**SHORT TASK:**
Locate each line in the data below that includes the word "lawn" and copy those lines out.

──────── DATASET RECORDS

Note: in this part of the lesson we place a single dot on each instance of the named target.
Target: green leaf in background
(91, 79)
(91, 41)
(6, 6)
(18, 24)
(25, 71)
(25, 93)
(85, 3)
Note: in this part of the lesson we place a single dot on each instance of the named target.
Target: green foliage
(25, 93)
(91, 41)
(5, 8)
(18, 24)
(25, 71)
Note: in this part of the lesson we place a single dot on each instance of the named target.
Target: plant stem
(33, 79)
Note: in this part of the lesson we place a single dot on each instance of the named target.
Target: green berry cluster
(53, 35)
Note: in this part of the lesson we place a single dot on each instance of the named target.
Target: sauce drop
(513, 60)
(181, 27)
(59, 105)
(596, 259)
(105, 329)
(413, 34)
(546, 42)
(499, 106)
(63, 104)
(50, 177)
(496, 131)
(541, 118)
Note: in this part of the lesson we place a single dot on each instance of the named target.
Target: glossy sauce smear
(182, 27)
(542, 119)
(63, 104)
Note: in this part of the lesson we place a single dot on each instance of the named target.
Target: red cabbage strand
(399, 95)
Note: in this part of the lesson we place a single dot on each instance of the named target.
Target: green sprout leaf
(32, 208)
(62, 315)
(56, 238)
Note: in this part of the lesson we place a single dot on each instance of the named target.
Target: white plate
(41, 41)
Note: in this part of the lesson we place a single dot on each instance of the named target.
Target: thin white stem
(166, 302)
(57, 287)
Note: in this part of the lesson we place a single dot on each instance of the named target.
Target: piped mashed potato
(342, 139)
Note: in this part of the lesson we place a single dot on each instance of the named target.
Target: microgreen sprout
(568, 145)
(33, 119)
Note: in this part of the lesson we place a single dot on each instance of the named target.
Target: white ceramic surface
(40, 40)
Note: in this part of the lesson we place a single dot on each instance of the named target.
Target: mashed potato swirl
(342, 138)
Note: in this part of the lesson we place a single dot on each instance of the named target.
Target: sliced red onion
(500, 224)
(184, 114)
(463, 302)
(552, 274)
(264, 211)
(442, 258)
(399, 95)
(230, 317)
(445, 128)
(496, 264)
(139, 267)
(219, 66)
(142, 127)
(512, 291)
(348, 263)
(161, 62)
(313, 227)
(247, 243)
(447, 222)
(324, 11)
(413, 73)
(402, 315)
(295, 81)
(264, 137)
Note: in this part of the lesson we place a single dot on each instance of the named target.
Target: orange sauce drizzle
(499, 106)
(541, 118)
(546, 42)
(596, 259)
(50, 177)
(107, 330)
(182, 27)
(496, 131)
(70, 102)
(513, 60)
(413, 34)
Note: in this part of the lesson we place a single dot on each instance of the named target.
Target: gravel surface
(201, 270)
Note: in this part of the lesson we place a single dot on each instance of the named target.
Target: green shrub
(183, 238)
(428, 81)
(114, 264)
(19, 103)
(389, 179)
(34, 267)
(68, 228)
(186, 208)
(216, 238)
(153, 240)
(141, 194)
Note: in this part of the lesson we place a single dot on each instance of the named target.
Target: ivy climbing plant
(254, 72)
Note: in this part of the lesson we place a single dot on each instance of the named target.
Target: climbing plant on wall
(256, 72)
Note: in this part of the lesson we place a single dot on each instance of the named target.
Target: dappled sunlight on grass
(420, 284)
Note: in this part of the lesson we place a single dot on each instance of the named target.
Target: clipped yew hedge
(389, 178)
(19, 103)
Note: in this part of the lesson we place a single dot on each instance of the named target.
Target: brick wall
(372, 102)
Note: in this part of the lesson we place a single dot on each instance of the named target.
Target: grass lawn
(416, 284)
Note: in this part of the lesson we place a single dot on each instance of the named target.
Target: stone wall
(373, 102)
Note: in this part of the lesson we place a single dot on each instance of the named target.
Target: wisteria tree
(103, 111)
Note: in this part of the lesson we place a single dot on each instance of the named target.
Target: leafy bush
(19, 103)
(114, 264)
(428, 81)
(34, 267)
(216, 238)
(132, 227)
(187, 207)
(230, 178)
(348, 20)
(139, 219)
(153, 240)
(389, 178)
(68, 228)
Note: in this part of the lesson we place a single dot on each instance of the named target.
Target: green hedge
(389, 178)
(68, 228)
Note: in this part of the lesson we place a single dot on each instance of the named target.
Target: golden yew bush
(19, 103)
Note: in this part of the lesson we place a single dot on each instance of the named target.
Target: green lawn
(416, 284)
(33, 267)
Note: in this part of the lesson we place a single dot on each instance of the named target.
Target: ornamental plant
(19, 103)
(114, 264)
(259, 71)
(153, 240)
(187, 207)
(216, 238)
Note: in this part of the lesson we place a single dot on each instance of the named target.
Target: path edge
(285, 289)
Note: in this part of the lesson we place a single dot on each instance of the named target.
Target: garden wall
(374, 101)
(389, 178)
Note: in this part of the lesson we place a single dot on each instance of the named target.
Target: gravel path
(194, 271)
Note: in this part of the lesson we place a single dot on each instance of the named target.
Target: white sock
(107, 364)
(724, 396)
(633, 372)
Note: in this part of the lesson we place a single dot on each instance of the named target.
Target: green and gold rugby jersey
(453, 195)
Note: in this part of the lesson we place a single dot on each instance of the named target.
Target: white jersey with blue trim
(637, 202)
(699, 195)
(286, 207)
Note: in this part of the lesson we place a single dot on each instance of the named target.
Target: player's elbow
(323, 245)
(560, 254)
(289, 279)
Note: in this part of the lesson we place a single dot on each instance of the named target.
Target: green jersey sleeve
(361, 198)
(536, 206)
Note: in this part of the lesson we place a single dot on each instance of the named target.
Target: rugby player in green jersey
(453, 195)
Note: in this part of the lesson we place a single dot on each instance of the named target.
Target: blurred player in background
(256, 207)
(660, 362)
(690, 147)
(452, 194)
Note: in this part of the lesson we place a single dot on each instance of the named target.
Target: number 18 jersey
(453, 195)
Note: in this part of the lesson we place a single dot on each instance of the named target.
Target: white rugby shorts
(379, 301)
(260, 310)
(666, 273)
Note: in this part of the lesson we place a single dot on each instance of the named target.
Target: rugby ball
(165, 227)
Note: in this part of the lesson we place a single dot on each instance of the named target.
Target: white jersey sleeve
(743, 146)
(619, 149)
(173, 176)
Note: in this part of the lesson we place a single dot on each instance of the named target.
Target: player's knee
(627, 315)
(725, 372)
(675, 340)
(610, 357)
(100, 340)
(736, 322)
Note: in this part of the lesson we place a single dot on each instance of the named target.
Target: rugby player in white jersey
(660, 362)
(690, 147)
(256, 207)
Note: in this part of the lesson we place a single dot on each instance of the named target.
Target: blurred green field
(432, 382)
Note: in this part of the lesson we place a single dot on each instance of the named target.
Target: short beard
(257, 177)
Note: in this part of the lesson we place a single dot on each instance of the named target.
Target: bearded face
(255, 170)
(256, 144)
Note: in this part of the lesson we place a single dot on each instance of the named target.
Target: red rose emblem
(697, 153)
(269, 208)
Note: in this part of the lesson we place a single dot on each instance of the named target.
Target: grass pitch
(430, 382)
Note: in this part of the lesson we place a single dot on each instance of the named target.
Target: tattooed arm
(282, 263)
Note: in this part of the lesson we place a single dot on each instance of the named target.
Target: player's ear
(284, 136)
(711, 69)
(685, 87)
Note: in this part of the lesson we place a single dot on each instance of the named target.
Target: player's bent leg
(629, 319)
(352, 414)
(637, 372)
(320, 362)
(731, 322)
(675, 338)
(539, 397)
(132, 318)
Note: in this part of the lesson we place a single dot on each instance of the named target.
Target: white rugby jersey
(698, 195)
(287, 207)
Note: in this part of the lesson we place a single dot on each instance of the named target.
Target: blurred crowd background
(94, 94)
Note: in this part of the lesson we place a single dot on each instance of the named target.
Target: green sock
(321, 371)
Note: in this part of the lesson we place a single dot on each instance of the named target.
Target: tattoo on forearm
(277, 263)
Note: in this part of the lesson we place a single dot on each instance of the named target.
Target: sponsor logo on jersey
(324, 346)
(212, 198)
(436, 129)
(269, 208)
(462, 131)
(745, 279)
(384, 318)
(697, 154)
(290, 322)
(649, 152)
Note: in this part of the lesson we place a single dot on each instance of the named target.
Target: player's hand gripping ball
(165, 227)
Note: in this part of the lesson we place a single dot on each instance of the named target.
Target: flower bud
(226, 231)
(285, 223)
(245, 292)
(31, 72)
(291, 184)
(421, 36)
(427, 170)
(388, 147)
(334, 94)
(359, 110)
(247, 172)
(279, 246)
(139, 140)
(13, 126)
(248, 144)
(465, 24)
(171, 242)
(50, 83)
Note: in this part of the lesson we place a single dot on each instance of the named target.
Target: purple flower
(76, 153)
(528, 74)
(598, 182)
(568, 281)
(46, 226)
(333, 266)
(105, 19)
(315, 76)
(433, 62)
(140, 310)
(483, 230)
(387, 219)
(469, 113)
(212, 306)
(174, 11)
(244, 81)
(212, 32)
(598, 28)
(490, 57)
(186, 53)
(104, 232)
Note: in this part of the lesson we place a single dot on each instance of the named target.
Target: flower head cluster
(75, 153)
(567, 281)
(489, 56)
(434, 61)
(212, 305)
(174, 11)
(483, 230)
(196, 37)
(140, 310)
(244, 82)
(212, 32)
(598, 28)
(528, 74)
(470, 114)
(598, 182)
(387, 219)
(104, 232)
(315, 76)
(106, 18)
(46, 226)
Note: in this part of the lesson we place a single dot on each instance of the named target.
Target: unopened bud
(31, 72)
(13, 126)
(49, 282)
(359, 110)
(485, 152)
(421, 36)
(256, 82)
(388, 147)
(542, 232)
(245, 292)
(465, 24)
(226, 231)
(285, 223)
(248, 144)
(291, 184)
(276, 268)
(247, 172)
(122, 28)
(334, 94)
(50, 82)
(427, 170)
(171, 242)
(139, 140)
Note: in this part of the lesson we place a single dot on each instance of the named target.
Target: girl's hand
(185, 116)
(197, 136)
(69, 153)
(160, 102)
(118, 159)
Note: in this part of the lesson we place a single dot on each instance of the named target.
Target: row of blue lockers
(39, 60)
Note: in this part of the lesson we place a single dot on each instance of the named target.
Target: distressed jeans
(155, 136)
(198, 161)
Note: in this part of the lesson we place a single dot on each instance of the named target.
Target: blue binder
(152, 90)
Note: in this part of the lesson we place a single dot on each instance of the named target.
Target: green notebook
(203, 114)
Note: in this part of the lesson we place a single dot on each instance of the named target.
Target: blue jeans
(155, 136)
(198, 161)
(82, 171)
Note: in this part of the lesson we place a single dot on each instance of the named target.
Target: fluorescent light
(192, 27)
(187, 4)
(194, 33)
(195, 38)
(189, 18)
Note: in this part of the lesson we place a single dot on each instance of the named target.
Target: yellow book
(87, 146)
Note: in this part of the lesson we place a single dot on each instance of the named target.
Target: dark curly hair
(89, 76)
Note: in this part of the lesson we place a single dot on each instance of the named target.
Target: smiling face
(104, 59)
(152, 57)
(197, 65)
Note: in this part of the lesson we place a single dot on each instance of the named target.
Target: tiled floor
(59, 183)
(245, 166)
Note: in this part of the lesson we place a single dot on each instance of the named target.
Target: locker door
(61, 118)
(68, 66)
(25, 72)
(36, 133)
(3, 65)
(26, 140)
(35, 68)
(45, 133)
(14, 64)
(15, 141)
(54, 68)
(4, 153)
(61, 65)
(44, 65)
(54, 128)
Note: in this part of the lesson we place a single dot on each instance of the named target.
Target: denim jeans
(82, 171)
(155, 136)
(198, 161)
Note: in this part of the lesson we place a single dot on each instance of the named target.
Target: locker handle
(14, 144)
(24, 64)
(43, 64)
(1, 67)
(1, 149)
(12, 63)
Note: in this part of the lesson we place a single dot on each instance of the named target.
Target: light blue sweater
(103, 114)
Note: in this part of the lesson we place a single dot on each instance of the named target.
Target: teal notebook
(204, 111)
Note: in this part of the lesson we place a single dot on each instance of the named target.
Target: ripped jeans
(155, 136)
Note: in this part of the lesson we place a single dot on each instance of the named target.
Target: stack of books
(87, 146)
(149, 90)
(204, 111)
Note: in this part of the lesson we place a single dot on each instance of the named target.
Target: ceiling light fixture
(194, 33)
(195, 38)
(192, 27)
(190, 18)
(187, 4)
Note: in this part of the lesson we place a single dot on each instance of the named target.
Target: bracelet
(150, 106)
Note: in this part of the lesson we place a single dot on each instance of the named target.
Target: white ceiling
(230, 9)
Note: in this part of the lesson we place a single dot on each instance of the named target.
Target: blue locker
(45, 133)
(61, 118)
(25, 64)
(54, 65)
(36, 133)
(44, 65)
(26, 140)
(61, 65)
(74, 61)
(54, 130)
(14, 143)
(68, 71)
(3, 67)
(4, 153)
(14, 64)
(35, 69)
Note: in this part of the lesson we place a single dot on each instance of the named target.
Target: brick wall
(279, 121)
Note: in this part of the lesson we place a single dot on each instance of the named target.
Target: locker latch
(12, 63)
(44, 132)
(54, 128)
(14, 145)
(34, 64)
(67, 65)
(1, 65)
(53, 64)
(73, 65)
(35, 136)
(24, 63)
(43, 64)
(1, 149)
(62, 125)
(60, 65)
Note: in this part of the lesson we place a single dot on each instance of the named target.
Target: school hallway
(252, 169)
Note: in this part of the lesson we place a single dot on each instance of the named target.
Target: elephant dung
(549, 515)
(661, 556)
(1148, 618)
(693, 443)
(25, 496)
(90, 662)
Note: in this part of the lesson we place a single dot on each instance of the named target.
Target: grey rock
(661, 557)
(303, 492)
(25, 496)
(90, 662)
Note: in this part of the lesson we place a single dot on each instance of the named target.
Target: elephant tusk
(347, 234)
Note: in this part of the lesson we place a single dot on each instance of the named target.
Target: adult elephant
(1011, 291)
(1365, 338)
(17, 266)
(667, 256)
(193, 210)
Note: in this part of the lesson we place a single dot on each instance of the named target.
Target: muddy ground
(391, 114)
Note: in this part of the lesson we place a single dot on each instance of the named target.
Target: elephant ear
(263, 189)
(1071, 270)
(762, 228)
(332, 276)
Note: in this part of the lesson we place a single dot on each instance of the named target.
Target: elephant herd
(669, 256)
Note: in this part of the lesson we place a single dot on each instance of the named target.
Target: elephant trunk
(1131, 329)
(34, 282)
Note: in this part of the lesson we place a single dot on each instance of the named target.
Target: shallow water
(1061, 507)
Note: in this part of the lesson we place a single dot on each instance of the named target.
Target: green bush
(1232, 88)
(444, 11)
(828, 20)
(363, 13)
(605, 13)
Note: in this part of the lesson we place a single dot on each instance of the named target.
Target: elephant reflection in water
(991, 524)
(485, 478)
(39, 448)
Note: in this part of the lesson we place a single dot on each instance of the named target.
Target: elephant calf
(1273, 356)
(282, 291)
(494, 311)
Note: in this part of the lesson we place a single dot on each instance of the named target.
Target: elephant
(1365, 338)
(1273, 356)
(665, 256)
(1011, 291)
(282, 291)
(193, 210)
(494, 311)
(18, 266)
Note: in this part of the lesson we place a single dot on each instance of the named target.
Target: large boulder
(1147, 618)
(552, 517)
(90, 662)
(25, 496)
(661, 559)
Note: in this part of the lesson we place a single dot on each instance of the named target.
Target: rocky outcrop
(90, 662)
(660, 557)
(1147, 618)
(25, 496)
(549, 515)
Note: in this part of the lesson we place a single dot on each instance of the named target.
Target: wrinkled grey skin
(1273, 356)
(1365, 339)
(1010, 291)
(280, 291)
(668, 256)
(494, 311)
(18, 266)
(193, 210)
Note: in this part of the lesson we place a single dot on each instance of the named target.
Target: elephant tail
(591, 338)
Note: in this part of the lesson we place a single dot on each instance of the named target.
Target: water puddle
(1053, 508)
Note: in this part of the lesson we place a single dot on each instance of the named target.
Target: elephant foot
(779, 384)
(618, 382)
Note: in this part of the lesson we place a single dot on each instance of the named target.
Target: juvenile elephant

────────────────

**REPLY:**
Target: grass lawn
Target: green lawn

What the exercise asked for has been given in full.